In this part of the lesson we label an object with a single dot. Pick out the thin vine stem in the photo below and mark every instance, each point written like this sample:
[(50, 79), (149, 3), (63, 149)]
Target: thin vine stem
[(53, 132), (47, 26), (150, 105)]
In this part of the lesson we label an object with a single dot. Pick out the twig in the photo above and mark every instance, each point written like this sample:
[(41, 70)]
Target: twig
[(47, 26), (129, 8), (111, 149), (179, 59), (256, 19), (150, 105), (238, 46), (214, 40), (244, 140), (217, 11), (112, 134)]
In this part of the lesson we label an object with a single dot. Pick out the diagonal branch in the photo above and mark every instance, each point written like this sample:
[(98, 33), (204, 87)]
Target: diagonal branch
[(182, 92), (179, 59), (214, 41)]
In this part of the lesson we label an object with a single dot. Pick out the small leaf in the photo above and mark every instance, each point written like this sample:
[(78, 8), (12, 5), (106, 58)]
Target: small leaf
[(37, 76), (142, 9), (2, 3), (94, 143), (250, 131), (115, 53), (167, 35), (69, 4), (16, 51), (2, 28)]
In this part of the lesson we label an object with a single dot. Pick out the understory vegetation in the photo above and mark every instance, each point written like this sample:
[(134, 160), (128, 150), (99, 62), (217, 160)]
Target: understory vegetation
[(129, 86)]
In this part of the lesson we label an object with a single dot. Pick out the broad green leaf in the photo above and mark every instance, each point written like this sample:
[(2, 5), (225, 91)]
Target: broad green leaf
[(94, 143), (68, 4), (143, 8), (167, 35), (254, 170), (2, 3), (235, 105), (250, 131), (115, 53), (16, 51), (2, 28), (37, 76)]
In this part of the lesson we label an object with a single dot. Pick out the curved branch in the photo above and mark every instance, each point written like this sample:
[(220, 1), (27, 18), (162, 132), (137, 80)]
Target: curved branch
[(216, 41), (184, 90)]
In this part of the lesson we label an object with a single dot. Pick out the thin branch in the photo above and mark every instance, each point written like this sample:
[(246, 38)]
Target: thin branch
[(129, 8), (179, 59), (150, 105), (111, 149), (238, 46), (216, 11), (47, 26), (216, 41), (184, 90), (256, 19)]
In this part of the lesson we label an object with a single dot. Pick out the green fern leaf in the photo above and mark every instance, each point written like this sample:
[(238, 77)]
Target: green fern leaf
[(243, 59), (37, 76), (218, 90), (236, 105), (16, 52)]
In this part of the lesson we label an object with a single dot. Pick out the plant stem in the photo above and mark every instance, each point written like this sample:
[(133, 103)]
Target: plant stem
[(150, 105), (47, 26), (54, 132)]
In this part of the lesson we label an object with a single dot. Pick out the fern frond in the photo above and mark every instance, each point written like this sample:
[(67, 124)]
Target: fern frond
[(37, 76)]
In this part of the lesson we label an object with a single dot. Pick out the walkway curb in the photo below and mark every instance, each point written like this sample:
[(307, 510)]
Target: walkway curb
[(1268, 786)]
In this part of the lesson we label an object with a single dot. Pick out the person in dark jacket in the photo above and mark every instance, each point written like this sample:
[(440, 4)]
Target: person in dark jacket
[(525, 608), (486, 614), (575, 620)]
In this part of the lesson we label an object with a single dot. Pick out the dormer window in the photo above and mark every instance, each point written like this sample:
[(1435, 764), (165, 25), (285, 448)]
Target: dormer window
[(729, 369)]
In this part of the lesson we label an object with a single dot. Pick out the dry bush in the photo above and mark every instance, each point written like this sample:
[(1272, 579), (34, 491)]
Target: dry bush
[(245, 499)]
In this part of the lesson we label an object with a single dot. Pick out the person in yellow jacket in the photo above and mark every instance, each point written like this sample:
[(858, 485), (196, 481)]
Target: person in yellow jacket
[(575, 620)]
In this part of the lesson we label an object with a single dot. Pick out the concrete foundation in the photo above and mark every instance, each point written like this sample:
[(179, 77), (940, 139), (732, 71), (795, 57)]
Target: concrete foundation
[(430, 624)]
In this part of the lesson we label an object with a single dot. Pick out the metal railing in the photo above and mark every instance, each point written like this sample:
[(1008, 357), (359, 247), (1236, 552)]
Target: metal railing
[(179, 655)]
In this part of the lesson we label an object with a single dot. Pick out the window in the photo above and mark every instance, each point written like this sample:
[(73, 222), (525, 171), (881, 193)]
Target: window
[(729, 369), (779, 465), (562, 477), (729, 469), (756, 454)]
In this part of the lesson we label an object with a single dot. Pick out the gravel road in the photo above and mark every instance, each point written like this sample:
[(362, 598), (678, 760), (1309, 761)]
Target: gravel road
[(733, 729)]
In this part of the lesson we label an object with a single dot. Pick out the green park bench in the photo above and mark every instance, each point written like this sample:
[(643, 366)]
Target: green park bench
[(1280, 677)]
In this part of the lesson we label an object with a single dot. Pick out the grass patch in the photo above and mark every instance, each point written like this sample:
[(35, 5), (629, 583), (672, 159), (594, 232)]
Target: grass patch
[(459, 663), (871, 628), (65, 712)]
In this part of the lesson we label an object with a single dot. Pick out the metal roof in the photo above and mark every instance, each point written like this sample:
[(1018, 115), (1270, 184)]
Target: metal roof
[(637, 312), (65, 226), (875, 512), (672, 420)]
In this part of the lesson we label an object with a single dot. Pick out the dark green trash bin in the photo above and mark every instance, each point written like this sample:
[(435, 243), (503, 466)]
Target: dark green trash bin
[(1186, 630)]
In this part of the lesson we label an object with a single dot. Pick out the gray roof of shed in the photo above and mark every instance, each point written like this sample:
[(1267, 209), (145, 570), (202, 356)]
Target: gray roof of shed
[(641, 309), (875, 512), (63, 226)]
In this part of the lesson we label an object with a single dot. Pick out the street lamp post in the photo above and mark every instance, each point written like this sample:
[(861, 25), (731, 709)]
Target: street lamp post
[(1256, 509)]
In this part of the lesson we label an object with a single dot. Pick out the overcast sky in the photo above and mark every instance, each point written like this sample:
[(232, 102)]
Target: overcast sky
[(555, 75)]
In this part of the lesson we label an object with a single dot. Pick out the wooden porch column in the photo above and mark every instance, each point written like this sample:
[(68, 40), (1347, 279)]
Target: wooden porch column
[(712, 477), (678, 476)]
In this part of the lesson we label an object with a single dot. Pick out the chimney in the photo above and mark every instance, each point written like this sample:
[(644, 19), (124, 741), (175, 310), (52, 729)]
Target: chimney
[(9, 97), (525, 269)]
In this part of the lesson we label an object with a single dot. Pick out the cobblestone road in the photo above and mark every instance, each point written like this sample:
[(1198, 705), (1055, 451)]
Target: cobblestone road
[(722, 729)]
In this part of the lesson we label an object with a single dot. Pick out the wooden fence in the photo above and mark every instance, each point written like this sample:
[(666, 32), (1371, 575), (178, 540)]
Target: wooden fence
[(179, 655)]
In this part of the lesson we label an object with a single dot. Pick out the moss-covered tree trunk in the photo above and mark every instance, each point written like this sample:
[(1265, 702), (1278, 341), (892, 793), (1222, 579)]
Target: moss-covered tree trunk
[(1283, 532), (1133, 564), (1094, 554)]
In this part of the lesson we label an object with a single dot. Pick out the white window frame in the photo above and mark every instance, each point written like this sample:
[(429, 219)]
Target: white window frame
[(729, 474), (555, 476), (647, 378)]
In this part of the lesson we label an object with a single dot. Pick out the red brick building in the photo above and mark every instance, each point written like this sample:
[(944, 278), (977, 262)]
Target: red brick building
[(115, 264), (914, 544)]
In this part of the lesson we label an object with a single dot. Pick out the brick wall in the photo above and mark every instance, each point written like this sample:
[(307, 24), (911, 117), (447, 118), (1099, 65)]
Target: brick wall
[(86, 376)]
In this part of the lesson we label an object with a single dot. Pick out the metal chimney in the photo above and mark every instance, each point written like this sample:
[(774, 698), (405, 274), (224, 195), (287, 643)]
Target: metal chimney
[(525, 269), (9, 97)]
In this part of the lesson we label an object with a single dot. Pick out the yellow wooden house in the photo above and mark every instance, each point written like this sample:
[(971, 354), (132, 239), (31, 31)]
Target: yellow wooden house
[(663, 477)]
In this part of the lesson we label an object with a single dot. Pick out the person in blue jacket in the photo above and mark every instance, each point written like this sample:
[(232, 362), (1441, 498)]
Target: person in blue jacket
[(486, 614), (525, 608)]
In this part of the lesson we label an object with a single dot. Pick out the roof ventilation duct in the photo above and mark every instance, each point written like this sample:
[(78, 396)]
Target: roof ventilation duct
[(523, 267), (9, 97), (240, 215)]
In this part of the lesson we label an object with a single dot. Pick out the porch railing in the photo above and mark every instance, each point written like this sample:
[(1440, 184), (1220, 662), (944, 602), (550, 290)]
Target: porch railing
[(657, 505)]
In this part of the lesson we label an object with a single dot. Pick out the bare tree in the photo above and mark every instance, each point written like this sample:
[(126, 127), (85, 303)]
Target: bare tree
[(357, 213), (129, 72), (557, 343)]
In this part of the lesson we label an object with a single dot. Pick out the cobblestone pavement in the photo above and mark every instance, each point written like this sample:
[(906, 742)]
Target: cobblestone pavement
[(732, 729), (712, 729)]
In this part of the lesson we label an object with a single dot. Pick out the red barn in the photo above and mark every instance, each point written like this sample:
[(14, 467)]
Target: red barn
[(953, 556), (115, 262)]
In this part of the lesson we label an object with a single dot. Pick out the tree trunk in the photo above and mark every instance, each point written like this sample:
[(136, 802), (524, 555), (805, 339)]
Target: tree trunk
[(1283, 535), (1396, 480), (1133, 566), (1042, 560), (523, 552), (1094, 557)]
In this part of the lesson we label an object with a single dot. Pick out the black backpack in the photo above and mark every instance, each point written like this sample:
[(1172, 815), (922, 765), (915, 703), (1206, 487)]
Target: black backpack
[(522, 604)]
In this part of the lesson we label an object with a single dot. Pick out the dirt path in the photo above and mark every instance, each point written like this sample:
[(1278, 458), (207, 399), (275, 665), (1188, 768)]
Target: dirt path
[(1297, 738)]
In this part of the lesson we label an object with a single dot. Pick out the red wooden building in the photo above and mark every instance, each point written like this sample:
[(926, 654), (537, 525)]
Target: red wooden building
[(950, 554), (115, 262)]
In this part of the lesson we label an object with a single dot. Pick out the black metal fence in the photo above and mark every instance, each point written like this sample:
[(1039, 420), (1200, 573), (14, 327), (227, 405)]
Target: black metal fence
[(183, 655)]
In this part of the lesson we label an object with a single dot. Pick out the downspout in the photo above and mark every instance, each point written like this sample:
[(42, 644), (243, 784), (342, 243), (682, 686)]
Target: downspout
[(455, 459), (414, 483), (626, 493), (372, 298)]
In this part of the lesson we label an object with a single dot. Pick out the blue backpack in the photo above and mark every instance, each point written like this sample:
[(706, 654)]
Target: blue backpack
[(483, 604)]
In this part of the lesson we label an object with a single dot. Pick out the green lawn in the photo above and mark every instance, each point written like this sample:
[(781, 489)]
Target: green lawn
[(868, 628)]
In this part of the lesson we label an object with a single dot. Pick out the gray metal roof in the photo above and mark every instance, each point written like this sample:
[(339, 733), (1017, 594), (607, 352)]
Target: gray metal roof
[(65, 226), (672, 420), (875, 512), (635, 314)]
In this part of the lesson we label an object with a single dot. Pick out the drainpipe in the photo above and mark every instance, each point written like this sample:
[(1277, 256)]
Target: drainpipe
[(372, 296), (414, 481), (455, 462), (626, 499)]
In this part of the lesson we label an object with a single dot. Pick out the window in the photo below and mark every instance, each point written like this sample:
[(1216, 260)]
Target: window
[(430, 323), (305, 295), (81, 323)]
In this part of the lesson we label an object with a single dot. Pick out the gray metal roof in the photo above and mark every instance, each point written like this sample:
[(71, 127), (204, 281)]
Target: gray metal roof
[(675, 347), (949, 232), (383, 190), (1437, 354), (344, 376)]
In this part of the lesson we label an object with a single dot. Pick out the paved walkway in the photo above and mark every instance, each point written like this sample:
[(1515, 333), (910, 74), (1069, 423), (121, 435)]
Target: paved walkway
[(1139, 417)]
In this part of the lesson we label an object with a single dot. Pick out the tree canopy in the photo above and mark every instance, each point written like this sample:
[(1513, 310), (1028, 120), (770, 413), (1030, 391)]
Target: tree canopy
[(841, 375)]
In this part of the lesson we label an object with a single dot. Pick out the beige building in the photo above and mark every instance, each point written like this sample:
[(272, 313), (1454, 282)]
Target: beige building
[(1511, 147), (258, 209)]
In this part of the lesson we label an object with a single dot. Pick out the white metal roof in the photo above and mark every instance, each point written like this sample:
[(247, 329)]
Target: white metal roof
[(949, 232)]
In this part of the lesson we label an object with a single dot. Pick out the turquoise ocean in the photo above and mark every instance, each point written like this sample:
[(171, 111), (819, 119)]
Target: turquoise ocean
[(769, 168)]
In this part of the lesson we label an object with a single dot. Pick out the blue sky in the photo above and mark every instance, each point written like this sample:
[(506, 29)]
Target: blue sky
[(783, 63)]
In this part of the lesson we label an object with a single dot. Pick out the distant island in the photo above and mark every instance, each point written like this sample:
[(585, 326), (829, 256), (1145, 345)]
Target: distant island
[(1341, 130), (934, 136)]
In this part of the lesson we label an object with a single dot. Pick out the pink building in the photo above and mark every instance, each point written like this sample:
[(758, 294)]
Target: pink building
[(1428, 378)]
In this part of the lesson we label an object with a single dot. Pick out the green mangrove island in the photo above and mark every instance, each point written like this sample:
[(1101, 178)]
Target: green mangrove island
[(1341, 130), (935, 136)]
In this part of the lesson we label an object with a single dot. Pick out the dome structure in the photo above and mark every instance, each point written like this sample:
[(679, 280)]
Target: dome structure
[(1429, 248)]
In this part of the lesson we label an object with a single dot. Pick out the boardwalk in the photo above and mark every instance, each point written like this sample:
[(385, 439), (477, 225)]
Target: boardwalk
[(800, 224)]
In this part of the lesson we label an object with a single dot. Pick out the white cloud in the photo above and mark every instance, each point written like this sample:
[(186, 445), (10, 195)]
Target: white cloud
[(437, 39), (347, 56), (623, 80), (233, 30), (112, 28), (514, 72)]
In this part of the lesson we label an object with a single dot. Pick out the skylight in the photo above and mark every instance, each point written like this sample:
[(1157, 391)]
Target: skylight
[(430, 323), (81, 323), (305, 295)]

● Problem requirements:
Report each line of the entries where the word "below" occurs.

● Result:
In this part of the lesson we label an object with a single dot. Pick out the thin vine stem in the photo below and mark every instance, each point written like this sample:
In this part of the lesson we label an object with a single dot. Pick out the walkway curb in the photo below and mark every instance, each point written like this sample:
In this part of the lesson we label an object with a single dot. Pick out the window in the photo below and mark every instance, each point written like this sample:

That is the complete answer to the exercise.